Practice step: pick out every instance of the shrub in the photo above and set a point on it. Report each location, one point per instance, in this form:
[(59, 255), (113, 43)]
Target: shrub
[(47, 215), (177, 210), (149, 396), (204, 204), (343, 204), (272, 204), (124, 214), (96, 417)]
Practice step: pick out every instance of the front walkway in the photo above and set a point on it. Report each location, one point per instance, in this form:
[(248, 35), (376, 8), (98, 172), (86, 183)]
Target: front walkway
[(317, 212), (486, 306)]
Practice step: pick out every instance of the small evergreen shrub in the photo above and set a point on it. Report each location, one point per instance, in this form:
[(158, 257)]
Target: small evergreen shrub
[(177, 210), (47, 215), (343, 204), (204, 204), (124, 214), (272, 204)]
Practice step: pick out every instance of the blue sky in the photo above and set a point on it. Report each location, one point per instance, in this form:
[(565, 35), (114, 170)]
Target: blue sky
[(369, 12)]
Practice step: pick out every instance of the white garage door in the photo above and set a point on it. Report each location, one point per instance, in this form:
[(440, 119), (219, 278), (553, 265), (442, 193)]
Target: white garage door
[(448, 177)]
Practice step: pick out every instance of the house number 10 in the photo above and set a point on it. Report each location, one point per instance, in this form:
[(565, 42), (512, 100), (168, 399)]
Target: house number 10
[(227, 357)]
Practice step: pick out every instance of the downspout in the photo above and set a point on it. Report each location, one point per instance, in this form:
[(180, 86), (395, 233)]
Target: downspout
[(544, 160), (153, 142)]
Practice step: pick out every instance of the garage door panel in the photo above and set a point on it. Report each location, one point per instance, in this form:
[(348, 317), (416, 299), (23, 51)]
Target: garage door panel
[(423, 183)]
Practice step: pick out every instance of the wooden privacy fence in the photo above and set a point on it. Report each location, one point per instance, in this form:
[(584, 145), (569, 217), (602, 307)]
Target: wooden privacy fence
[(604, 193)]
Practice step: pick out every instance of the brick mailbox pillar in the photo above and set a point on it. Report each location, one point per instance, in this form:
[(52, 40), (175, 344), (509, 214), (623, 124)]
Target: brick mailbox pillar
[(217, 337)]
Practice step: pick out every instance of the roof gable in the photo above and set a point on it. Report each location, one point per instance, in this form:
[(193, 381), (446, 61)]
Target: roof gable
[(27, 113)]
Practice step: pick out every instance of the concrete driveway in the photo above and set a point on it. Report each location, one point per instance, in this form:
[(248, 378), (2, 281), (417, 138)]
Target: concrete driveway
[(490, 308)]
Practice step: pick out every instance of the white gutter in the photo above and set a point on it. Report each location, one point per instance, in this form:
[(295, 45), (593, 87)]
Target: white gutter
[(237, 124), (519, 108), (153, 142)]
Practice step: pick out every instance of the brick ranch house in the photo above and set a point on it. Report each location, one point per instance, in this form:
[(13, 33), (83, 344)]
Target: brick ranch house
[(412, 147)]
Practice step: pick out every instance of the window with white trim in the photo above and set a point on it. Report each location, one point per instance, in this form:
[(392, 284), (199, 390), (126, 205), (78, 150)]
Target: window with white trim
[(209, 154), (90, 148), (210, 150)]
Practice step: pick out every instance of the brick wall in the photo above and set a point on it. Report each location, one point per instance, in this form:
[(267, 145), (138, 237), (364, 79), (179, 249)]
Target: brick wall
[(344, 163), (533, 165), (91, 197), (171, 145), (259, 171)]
--- --- ---
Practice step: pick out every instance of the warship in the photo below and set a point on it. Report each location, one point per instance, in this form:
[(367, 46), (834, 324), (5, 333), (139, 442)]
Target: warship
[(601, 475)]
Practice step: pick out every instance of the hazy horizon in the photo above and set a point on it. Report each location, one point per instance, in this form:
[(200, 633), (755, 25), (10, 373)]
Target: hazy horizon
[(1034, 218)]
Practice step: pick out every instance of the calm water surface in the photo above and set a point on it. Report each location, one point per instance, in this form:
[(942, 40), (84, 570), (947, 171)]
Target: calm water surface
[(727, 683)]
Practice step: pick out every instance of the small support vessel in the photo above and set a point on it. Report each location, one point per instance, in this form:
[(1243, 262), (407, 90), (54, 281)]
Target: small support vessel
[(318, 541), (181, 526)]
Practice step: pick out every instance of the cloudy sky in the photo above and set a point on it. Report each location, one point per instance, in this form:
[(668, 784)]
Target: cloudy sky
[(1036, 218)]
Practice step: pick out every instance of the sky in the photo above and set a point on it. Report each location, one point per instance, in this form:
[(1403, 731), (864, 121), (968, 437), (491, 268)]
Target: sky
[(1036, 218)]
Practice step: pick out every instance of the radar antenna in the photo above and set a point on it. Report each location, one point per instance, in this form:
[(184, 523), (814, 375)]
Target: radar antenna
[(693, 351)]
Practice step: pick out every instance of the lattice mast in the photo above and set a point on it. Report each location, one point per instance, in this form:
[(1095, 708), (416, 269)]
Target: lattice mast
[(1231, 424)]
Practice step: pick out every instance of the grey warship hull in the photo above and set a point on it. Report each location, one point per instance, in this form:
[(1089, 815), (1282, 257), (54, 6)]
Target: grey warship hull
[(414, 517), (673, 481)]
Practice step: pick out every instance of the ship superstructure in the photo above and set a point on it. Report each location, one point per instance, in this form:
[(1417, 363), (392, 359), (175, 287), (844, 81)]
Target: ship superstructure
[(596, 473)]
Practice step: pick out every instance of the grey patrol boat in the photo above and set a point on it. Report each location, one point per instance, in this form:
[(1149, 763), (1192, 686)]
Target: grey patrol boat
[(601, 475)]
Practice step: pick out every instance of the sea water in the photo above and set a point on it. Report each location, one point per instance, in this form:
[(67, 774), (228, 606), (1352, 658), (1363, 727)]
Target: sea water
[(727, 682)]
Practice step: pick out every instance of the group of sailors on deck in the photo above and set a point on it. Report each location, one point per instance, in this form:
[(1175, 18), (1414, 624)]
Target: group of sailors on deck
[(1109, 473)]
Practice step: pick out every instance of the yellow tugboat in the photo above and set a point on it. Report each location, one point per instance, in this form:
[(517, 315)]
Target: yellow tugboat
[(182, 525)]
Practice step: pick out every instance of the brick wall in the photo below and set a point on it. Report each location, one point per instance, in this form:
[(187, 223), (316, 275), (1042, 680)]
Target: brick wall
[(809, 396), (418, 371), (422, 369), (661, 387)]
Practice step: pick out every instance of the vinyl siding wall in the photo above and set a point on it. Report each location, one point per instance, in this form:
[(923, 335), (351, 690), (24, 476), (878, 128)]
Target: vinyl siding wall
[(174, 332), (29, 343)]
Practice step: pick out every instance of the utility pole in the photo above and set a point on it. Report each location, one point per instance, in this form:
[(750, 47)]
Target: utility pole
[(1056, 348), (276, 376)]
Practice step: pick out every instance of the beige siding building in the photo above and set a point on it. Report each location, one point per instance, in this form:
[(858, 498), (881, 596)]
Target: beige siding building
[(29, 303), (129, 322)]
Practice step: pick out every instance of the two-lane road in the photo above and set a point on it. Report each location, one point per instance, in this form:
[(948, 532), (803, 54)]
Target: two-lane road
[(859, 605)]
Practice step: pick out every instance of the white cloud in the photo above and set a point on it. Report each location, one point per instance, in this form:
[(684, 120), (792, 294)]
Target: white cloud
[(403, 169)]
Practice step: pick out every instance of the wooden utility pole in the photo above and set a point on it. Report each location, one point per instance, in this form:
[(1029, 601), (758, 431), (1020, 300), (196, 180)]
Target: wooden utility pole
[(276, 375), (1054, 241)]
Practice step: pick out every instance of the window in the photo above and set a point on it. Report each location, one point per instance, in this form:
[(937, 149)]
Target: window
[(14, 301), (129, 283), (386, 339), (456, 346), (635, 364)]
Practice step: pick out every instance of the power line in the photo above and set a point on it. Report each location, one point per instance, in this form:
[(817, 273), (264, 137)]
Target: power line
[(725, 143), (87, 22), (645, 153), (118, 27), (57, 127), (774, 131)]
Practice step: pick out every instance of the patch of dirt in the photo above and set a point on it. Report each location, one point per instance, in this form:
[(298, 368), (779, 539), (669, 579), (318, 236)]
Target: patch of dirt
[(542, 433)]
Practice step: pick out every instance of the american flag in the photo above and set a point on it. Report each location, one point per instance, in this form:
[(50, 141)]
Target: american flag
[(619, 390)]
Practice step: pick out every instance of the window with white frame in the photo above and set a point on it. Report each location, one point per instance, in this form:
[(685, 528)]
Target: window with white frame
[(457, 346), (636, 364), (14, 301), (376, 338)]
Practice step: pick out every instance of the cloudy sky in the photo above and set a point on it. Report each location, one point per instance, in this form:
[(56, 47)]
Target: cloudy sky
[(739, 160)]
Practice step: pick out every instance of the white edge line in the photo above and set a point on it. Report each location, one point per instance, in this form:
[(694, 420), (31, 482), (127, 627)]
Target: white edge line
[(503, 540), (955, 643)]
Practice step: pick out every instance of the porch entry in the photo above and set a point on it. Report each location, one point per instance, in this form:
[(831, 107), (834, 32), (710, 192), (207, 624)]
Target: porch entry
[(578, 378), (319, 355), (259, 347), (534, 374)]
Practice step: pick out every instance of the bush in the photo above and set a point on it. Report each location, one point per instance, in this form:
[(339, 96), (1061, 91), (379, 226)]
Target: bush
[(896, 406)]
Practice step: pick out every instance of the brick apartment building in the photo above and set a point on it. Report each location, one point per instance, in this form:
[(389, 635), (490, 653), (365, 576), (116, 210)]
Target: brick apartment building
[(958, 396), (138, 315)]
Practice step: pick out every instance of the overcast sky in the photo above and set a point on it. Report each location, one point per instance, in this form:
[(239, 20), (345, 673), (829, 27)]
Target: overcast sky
--- --- ---
Collect and copy out each line of the material above that contains the word "vessel".

Practice step: pick out every instance of the small support vessel in the photo above and set a point on it. Report each location, one point per instance, in this form:
Target: small support vessel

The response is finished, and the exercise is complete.